* Stored data entries
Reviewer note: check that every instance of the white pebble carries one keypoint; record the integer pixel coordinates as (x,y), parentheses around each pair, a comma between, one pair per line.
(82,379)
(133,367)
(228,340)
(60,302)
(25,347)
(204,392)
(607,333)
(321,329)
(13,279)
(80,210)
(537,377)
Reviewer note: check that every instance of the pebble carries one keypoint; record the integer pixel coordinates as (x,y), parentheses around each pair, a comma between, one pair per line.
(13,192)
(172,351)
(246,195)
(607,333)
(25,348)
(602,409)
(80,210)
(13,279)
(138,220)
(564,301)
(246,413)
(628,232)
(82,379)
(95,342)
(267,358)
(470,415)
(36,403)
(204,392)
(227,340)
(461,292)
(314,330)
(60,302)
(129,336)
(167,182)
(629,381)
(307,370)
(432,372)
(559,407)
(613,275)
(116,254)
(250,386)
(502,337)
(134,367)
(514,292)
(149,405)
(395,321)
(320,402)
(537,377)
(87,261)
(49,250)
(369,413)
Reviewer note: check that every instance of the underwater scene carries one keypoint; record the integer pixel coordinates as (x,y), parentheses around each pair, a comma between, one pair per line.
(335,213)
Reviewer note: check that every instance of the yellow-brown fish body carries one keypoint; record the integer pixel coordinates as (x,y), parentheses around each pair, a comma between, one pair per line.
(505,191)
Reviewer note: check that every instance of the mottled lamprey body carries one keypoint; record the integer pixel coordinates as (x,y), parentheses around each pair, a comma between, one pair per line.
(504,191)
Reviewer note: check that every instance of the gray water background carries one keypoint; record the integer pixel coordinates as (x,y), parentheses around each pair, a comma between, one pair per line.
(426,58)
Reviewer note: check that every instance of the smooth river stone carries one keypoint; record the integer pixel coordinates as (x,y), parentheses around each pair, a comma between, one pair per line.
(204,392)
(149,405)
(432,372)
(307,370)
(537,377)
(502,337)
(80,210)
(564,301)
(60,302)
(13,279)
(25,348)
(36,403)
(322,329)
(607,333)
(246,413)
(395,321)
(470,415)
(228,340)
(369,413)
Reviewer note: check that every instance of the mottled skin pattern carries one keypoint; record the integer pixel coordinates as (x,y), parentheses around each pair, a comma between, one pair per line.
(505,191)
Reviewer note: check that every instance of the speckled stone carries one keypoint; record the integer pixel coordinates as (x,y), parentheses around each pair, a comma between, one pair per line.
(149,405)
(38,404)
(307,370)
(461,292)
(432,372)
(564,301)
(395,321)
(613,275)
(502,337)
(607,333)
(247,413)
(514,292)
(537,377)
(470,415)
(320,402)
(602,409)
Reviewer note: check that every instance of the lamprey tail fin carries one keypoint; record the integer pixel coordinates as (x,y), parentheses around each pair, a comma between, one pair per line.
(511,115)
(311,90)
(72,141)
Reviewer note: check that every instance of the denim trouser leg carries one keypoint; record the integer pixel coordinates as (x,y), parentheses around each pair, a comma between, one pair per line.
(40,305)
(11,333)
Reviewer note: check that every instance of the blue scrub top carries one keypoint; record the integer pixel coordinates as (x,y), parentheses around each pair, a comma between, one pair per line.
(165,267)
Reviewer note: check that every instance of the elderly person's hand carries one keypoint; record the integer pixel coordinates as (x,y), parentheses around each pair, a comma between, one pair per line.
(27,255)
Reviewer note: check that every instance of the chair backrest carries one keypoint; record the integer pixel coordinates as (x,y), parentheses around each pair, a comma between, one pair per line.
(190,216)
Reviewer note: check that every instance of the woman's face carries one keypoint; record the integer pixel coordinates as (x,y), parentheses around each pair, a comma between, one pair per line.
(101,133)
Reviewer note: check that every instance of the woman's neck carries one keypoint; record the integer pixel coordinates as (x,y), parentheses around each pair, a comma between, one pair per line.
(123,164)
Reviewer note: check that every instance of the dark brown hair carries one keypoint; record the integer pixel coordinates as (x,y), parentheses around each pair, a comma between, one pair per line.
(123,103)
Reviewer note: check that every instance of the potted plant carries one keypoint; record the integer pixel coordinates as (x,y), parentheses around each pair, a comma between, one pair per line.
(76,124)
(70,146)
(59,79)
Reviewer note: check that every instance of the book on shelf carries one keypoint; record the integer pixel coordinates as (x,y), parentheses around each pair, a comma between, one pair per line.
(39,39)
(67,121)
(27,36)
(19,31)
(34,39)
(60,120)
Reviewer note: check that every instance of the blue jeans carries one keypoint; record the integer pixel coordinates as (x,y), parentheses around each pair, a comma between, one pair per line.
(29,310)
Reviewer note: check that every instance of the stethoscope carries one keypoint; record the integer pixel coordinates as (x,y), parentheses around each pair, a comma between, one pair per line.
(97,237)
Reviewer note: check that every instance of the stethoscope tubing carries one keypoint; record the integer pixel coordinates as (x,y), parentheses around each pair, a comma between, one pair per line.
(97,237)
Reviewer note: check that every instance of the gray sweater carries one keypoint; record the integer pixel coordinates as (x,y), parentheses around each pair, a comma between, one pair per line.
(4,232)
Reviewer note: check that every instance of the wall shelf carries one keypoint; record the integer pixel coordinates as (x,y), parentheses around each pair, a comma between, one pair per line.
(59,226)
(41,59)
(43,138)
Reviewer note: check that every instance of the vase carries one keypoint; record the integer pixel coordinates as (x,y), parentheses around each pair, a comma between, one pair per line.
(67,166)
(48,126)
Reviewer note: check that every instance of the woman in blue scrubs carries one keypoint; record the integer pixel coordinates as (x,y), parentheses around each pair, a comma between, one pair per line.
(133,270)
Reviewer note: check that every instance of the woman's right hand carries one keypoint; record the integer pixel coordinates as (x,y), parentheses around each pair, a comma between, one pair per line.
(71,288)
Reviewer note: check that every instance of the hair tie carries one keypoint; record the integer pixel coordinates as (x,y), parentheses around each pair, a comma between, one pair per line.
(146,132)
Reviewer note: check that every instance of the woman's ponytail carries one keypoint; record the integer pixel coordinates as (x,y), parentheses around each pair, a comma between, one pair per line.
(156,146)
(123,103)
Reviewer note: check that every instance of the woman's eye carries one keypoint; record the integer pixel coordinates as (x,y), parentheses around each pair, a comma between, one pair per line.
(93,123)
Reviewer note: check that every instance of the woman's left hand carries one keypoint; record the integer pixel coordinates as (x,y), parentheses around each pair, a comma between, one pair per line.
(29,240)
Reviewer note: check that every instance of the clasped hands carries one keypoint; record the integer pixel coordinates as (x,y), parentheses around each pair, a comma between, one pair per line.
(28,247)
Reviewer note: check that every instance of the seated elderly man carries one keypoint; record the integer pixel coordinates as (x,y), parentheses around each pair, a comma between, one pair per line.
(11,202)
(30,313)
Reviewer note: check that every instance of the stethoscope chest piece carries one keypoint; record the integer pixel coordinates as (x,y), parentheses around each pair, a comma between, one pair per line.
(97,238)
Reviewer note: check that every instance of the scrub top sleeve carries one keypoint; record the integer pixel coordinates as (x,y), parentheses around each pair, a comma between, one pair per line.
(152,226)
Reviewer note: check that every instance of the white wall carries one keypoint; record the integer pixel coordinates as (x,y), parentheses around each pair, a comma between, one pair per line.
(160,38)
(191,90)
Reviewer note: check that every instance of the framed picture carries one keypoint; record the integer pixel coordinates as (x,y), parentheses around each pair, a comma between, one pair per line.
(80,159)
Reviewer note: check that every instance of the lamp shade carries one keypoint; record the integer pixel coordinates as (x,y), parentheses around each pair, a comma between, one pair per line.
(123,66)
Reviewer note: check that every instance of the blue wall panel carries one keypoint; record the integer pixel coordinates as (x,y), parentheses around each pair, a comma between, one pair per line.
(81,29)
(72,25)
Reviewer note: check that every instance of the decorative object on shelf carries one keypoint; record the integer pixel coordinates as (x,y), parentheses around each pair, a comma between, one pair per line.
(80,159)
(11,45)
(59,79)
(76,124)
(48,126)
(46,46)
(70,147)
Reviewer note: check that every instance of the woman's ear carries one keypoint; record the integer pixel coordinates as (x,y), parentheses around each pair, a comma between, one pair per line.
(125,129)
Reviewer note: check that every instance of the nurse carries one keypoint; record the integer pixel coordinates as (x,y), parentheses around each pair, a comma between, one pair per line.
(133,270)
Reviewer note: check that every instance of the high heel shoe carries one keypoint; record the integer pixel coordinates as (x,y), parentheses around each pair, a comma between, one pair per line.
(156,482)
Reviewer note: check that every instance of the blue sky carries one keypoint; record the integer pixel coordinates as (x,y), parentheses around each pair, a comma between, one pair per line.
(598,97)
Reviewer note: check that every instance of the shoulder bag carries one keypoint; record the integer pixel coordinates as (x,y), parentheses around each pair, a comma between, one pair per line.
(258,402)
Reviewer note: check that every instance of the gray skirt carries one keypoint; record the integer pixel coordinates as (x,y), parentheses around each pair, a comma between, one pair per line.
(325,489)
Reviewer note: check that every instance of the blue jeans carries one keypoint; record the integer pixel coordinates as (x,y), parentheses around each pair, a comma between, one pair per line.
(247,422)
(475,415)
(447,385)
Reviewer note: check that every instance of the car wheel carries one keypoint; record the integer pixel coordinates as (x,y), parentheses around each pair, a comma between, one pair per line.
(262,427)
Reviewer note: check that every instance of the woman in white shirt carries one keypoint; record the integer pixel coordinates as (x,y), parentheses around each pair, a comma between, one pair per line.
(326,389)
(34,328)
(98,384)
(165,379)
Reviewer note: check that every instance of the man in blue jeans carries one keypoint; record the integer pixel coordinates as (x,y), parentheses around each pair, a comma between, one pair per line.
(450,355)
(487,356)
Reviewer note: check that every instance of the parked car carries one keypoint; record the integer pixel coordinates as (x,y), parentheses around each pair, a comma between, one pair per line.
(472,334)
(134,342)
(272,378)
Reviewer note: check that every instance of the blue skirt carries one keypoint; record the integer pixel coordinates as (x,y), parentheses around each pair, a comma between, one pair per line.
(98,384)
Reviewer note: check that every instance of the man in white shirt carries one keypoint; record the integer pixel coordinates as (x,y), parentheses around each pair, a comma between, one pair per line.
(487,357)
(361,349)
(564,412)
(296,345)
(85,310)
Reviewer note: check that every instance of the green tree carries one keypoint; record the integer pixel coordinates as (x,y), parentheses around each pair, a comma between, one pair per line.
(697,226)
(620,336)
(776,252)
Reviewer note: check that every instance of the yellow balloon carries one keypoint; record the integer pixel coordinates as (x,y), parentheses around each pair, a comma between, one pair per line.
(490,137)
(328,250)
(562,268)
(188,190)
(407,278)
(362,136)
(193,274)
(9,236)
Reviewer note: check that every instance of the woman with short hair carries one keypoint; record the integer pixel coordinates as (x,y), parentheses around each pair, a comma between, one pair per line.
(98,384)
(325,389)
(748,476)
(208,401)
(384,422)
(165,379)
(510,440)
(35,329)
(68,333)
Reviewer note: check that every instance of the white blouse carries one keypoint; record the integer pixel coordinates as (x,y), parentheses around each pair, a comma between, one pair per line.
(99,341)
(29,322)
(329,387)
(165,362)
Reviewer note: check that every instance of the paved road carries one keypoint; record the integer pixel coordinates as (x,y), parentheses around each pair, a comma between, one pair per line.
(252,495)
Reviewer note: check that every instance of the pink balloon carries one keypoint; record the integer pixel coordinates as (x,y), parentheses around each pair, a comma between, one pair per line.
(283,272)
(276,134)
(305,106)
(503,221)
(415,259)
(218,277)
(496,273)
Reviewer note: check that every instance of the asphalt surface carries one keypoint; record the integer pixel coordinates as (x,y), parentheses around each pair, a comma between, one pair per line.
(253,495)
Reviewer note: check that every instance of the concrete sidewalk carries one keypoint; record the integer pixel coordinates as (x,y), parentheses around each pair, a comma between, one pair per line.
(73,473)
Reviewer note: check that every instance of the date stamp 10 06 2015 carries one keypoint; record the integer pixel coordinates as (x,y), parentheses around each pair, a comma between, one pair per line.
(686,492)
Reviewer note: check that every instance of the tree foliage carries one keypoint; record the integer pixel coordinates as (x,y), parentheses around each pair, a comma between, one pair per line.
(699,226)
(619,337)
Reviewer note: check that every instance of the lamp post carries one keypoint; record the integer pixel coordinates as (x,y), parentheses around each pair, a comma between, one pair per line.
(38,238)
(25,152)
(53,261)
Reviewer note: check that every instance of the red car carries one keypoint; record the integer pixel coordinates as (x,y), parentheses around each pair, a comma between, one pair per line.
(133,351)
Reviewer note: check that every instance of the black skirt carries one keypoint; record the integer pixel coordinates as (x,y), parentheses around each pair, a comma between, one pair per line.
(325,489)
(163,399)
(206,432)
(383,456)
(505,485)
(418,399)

* YOUR ASSIGNMENT
Beginning at the line that holds "Reviewer note: check that every instance of the asphalt", write out word for word each line through the end of the records.

* EXERCISE ANSWER
Reviewer note: check that every instance of the asphalt surface carries one keypoint; record the integer pixel coordinates as (x,y), parentheses around each pair, a comma between, one pair per line.
(253,495)
Reviewer note: check that every instance of the concrete sidewalk carries one keypoint; record the integer pixel coordinates as (x,y), parentheses around each pair, a comma between, one pair per line.
(73,473)
Reviewer note: check that every instance of the date stamp 10 06 2015 carries one keypoint; record the integer pixel coordinates as (x,y), parentheses around each pair, a comma between, one pair per line.
(686,492)
Reviewer note: check that every instance of the tree foliage carries one keypoint; record the integer pixel coordinates as (x,y), parentheses around each pair, a comma between, one pair per line.
(699,226)
(619,337)
Reviewer note: check that every instance of the lamp post carries one keypoint; record the integer pixel coordinates as (x,y), parentheses around each pair, a comma between, one pair per line.
(38,238)
(25,152)
(53,261)
Reviewer note: check that every instance of the red car carries one keypoint; record the integer pixel coordinates as (x,y), parentheses around each pair, a comma between, one pair per line.
(133,351)
Reviewer note: check that every instance of the black skirt carries one keypoint; record the integer pixel coordinates as (x,y), parentheses around each pair, a comma between, one pair per line.
(325,489)
(163,399)
(206,432)
(383,456)
(505,485)
(418,399)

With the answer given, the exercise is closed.